What is required = Return, character for character, the entries from the very start through the line containing "228), (51, 213)]", including that line.

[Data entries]
Begin
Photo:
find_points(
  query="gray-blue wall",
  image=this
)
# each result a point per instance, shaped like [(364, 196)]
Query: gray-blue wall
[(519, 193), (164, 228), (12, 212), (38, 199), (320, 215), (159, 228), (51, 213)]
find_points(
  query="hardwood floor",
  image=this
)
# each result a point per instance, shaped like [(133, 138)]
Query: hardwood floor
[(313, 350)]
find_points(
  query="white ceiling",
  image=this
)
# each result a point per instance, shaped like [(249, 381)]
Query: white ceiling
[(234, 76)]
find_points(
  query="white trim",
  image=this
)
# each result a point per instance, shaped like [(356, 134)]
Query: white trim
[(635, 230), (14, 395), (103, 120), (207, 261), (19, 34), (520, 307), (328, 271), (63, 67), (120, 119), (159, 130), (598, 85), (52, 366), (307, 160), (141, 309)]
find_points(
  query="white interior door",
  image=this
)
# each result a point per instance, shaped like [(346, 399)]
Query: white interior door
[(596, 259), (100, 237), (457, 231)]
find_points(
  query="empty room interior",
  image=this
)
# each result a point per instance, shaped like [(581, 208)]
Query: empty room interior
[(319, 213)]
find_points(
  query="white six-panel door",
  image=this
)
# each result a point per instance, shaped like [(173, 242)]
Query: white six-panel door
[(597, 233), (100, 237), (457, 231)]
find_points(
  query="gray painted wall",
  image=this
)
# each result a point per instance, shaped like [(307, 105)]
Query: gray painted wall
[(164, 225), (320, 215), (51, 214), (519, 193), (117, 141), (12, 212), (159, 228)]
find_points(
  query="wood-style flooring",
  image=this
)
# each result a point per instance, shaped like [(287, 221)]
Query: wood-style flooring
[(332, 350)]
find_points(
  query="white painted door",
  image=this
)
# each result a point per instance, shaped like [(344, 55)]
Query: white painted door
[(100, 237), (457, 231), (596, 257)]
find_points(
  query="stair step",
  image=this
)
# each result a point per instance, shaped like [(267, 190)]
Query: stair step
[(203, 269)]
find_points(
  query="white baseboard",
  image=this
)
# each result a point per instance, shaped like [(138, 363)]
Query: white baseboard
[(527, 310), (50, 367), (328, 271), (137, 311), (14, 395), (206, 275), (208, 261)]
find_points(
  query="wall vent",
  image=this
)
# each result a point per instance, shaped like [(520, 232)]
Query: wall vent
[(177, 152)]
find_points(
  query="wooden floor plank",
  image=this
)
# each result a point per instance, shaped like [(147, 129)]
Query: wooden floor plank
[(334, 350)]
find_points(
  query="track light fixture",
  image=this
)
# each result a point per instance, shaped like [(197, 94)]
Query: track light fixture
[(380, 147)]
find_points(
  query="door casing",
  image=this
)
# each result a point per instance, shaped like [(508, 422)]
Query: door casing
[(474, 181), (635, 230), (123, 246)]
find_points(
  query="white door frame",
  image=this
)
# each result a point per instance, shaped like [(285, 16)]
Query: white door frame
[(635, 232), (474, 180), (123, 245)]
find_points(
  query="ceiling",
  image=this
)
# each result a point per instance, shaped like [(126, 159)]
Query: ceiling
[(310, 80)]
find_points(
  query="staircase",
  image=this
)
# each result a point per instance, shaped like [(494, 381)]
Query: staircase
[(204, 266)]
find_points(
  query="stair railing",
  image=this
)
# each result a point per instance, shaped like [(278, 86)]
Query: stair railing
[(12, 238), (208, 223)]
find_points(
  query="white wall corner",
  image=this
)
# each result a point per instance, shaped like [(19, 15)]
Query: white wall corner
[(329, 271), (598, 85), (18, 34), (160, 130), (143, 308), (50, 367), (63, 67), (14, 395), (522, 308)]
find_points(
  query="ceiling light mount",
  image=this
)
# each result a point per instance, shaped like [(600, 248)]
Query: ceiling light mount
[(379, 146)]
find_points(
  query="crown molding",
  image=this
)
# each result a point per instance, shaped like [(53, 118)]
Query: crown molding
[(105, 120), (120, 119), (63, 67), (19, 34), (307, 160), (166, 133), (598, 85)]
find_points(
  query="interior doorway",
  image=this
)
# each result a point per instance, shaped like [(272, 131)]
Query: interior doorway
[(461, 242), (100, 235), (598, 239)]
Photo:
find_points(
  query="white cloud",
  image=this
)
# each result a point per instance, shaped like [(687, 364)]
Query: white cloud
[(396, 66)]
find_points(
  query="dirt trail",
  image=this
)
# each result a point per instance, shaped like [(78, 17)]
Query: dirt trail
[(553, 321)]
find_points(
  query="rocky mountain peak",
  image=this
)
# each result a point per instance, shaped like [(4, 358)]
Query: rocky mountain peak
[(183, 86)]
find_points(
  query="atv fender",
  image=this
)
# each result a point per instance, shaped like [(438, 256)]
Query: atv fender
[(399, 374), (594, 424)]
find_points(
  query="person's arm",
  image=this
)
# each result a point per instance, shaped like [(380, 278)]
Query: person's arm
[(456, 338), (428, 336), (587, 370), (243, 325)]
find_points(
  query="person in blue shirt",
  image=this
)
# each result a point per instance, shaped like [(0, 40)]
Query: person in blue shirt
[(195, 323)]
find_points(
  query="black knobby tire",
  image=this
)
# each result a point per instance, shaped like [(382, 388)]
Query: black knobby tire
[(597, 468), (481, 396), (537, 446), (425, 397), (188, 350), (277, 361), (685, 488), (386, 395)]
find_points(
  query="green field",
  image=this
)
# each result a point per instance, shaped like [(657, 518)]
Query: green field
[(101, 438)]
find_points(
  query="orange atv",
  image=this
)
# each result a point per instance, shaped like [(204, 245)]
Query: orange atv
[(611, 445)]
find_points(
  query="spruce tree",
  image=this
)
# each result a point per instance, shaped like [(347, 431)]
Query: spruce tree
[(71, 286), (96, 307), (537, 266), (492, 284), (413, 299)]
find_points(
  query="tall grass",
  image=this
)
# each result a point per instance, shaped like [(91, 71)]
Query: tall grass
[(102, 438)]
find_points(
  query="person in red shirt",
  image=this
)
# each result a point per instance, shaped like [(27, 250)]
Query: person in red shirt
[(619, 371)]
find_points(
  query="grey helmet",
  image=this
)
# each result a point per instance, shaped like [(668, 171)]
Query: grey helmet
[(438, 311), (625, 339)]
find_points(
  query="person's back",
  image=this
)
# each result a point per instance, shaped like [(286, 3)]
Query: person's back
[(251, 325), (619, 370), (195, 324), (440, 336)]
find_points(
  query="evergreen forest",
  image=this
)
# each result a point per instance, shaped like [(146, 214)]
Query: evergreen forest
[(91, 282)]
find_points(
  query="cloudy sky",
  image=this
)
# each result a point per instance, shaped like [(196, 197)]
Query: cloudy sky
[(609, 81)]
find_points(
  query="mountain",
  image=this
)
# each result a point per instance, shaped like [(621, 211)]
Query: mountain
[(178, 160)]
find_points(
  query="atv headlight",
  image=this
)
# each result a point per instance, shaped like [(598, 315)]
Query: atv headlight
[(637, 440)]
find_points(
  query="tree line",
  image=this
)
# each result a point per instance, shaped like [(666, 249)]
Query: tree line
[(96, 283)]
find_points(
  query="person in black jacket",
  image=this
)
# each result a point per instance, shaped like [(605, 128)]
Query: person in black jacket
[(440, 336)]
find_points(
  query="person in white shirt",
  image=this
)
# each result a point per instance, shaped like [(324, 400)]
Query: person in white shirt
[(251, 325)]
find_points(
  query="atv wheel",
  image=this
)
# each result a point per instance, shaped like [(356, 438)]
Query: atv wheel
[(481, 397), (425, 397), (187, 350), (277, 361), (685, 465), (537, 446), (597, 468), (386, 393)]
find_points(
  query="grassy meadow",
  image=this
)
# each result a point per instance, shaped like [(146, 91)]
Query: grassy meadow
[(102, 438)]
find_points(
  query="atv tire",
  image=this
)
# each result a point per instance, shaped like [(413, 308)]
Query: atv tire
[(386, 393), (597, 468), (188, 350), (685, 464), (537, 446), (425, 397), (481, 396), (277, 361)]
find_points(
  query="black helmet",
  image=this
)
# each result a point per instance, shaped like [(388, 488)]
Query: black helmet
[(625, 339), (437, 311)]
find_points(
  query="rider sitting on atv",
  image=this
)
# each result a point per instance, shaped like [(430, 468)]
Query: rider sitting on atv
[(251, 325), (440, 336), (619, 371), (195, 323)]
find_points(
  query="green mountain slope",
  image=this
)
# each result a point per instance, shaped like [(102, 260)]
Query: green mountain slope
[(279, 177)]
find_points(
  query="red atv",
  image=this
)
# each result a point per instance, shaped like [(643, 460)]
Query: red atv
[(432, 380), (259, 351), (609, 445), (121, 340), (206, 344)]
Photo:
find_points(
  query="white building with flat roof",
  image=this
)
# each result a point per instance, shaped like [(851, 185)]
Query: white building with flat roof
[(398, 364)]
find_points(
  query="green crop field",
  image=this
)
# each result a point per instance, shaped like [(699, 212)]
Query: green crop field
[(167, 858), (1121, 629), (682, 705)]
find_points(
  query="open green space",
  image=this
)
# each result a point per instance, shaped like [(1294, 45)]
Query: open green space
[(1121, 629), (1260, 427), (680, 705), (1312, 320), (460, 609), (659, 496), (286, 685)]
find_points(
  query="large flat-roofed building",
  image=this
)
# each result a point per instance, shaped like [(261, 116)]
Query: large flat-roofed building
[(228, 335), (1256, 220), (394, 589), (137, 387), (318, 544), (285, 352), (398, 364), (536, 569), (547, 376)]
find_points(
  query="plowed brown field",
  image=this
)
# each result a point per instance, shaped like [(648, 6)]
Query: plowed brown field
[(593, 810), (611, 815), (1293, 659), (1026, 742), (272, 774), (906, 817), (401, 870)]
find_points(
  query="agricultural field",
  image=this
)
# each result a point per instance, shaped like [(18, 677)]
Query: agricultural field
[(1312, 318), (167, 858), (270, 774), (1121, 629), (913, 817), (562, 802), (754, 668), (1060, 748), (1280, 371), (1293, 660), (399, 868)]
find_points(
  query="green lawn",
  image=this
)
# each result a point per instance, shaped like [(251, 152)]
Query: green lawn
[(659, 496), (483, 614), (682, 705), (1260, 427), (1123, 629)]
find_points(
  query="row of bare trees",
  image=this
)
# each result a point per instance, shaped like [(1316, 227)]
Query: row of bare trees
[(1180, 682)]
End
Answer to this problem =
Photo:
find_points(
  query="gray-blue wall",
  image=this
)
# each result a point per instance, shaped like [(364, 196)]
Query: gray-blue wall
[(519, 193), (164, 228), (12, 212), (38, 199), (320, 215), (159, 228), (51, 213)]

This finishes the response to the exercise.